## [Reading passage]
■ ■ ■ ■ ■ ■ ■

THE English are the only "Clubable" people on the face of the earth.
Considering the vast number of clubs which are more or less understood
to flourish all over the Continent, and in the other hemisphere, it is
within possibility that I shall be accused of having uttered something
like a paradox; but I adhere to my dictum, and will approve it Truth.
Not but that, concerning paradoxes themselves, I may be of the opinion
of Don Basilio in the "Barber of Seville," expressed with regard to
calumny. "Calumniate, calumniate," says that learned casuist;
"calumniate, and still calumniate, something will always come of it."
So, in a long course of paradoxes, it is hard but that you shall find a
refreshing admixture of veracity.
Do you think you can call
the French a "clubable nation," because in their revolutions of '89 and
'48 they burst into a mushroom crop of clubs? Do you think that the
gentleman whom a late complication of political events brought into
connection with a committee of Taste, consisting of twelve honest men
assembled in a jury-box, and whom, the penny-a-liners were kind enough
to inform us, was in his own country known as "Bernard le Clubbiste,"
could be by any means considered as what we called a "club-man?" Could
he be compared with Jawkins or Borekins, Sir Thomas de Boots, Major
Pendennis, or any of the Pall Mall and St. James's Street bow-window
loungers, whom the great master of club life has so inimitably
delineated? No more than we could parallelise the dingy, garlic-
reeking, revolutionary club-room on a three-pair back at the bottom of a
Paris court-yard, with its "tribune," and its quarrelsome patriots, to
the palatial Polyanthus, the Podasokus or the Poluphlosboion. French
clubs ever have been - and will be again, I suppose, when the next
political smash affords an opportunity for the re-establishment of such
institutions - mere screeching, yelling, vapouring "pig-and-whistle"

■ ■ ■ ■ ■ ■ ■

## [Information given]
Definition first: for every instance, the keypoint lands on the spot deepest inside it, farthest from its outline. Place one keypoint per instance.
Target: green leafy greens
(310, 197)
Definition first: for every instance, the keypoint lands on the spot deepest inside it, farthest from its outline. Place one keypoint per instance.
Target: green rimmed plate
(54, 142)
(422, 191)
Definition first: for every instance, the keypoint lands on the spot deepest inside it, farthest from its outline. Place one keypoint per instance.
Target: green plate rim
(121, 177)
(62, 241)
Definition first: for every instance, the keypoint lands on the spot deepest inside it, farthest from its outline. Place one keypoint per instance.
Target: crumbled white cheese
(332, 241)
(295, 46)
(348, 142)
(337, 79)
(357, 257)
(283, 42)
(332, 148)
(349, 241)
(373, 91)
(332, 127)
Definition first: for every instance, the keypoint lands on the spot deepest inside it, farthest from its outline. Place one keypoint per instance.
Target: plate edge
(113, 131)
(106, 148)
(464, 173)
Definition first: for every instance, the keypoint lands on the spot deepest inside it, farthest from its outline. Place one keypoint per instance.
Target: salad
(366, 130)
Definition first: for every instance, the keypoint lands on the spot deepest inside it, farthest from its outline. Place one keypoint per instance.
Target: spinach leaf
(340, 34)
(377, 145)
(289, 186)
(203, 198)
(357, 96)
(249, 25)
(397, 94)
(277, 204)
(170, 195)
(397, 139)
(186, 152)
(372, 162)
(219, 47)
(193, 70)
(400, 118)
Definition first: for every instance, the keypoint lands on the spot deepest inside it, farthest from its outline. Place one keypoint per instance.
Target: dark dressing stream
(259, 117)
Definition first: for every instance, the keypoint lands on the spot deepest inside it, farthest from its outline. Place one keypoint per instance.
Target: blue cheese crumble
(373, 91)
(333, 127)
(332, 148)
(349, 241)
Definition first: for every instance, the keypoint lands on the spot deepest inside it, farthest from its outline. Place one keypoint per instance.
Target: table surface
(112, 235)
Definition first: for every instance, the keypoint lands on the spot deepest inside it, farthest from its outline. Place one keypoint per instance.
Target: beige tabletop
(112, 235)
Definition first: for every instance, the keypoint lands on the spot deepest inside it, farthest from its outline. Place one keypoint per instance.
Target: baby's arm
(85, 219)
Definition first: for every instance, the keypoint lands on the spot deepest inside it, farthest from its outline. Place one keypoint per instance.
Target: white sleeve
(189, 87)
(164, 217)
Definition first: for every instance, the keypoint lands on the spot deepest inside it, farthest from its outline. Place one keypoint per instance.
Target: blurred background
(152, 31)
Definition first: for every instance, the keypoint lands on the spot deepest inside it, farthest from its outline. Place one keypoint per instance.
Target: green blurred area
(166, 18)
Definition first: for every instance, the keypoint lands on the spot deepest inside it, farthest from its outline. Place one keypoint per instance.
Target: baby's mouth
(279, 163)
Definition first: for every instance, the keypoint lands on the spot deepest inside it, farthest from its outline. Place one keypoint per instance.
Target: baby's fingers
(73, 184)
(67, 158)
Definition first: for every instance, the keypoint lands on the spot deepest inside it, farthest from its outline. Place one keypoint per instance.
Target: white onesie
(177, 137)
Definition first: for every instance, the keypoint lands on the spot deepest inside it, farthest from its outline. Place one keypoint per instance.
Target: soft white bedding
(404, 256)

■ ■ ■ ■ ■ ■ ■

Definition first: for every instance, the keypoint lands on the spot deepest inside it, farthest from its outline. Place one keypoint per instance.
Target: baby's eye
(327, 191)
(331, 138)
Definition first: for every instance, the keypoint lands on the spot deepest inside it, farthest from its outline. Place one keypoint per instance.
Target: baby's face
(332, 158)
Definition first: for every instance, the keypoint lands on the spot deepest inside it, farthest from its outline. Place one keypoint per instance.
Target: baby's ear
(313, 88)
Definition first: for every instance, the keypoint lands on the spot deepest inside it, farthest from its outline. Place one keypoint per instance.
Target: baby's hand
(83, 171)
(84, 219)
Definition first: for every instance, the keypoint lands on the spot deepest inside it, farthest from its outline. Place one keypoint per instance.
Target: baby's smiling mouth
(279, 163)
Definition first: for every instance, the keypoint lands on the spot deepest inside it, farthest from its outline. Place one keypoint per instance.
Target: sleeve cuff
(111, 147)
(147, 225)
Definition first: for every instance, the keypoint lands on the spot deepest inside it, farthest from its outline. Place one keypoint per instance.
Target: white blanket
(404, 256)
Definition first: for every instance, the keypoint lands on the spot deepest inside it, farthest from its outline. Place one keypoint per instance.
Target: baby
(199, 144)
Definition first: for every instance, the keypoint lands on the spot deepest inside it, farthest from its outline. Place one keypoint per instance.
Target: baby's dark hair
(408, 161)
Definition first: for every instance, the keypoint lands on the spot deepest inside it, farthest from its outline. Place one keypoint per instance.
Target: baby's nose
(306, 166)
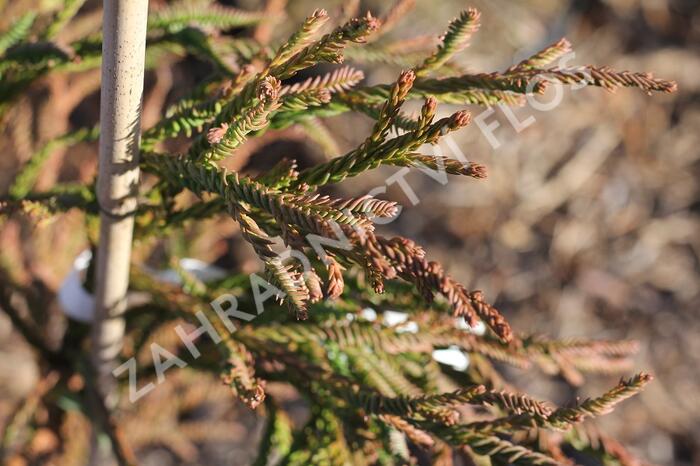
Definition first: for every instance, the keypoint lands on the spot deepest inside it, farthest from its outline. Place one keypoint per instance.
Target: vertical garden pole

■ ■ ■ ■ ■ ■ ■

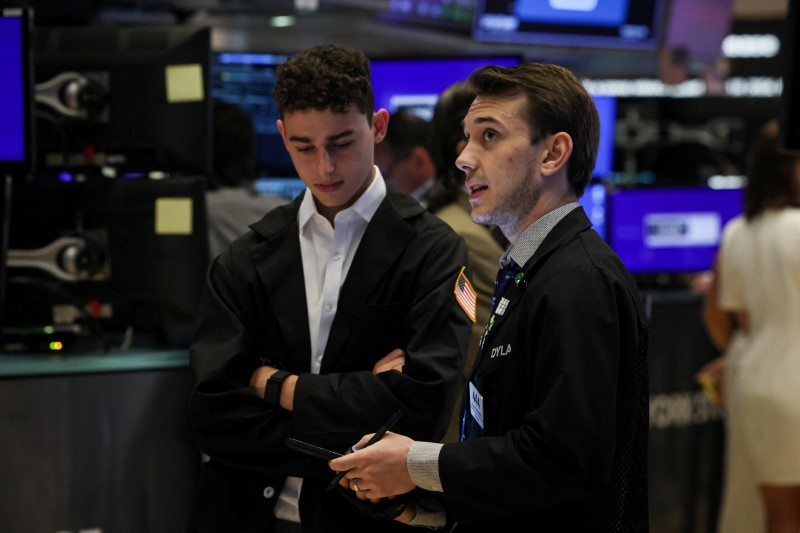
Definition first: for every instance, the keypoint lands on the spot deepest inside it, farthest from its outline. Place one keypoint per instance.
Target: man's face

■ ■ ■ ■ ■ ■ ■

## [Problem to solve]
Extend the essay on the English as a "clubable" people with a few more paragraphs in the same style.

## [The response]
symposia; full of rodomontading stump orators, splitting the silly
groundlings' ears with denunciations of the infamous oppressors of
society ...
In Imperial Paris there are yet clubs of another
sort existing, though jealously watched by a police that would be
Argus-eyed if its members were not endowed with a centuple power of
squinting. There are clubs - the "Jockey," the "Chemin de Fer," and
establishments with great gilded saloons, and many servitors in plush
and silk stockings; but they are no more like our frank English clubs
than I am like Antinous. Mere gambling shops and arenas for foolish
wagers; mere lounging-places for spendthrifts, sham gentlemen,
gilt-fustian senators, and Imperialist patricians, with dubious titles,
who [-202-] haunt club-rooms, sit up late, and intoxicate themselves
with alcoholic mixtures -so aping the hardy sons of Britain, when they
would be ten times more at home in their own pleasant, frivolous
Boulevard cafés, with a box of dominoes, a glass of sugar-and-water, and
Alphonso the garçon to bring it to them. Such pseudo-aristocratic clubs
you may find, too, at Berlin and Vienna, scattered up and down north
Italy, and in Russia, even, at Petersburg and Moscow, where they have
"English" clubs, into which Englishmen are seldom, if ever, admitted.
Some English secretaries of legation and long-legged attachés, have
indeed an ex-officio entry to these continental clubs, or "cercles,"
where they come to lounge and yawn in the true Pall Mall fashion; but
they soon grow tired of the hybrid places; and the foreigners who come
to stare and wonder at them, go away more tired still, and, with droll
shrugs, say, "Que c'est triste!." The proper club for a Frenchman in his
café; for, without a woman to admire him or to admire, your Monsieur
cannot exist; and in the slowest provincial town in France there is a
dame de comptoir to ogle or be ogled. The Russian has more of the
clubable element in him; but clubs will never flourish in Muscovy till a
man can be morally certain that the anecdote he is telling his
neighbour will not be carried, with notes and emendations, in half an
hour, to the Grand Master of Police. As for the German, put him in a
beer-shop, and give him a long pipe with his mawkish draught, and - be
he prince, professor, or peasant - he will desire no better club; save,
indeed, on high convivial occasions, when you had best prepare him a
cellar, where he and his blond-bearded, spectacled fellows may sit round
a wine-cask, and play cards on the top thereof.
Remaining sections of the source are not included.